THE REQUEST: Copy the data below verbatim, from the line containing "Find the flowing" up to and including the line containing "176 724 L 237".

EXTRACTED DATA:
○ ○ ○ ○
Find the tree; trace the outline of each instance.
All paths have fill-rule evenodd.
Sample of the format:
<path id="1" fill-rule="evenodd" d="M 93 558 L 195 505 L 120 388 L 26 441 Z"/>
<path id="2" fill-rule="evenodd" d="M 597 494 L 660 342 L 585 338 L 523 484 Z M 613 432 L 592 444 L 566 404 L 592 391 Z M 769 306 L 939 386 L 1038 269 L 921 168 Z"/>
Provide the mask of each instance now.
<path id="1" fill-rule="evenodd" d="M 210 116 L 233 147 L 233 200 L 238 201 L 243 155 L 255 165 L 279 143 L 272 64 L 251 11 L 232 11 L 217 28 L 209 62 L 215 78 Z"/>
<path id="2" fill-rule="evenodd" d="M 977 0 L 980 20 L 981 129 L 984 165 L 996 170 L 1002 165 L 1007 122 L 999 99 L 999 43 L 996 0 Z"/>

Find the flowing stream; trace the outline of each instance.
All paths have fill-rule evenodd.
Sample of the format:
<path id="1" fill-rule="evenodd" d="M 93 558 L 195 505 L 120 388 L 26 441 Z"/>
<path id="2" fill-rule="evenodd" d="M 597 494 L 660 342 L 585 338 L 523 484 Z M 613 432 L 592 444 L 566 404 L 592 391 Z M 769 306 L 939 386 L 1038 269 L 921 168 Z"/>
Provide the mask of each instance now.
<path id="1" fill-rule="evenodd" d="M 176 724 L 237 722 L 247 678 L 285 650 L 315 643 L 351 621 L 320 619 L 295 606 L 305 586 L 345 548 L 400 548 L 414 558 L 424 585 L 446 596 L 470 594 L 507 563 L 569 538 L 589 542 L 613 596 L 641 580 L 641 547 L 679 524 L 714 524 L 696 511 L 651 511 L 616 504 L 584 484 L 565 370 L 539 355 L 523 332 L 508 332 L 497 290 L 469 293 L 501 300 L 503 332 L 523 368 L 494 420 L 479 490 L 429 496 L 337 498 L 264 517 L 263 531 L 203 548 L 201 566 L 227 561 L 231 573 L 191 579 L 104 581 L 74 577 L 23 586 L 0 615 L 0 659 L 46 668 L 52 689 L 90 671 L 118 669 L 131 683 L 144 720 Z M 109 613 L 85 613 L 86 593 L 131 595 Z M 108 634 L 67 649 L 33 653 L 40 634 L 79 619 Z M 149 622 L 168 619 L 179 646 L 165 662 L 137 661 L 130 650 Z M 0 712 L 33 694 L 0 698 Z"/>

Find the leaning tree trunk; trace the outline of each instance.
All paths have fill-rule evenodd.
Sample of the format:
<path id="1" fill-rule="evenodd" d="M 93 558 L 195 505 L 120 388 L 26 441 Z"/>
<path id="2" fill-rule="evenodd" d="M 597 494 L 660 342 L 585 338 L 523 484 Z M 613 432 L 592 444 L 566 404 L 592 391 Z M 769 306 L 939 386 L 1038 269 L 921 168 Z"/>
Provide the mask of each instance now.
○ ○ ○ ○
ANSWER TO THE EXERCISE:
Find the flowing stream; trace the outline of each instance.
All paths have fill-rule evenodd.
Sample of the format:
<path id="1" fill-rule="evenodd" d="M 93 558 L 195 505 L 120 388 L 26 441 Z"/>
<path id="2" fill-rule="evenodd" d="M 597 494 L 660 342 L 585 338 L 523 484 Z M 613 432 L 592 444 L 566 404 L 592 391 Z M 769 306 L 939 386 L 1038 269 L 921 168 Z"/>
Provide the mask of each instance now.
<path id="1" fill-rule="evenodd" d="M 176 724 L 237 722 L 247 678 L 285 650 L 315 643 L 351 621 L 320 619 L 295 606 L 305 586 L 345 548 L 400 548 L 414 558 L 424 585 L 446 596 L 470 594 L 507 563 L 569 538 L 589 542 L 613 596 L 641 580 L 641 547 L 679 524 L 714 524 L 696 511 L 651 511 L 616 504 L 584 484 L 565 370 L 539 355 L 523 332 L 508 332 L 497 290 L 469 293 L 501 300 L 503 332 L 523 368 L 494 420 L 479 490 L 429 496 L 337 498 L 264 517 L 263 531 L 203 548 L 201 566 L 227 561 L 231 573 L 191 579 L 104 581 L 74 577 L 23 586 L 0 615 L 0 659 L 46 668 L 52 689 L 90 671 L 118 669 L 131 683 L 144 720 Z M 109 613 L 85 613 L 86 593 L 131 595 Z M 108 634 L 67 649 L 33 653 L 40 634 L 79 619 Z M 149 622 L 168 619 L 179 646 L 165 662 L 137 661 L 130 650 Z M 0 712 L 33 694 L 0 698 Z"/>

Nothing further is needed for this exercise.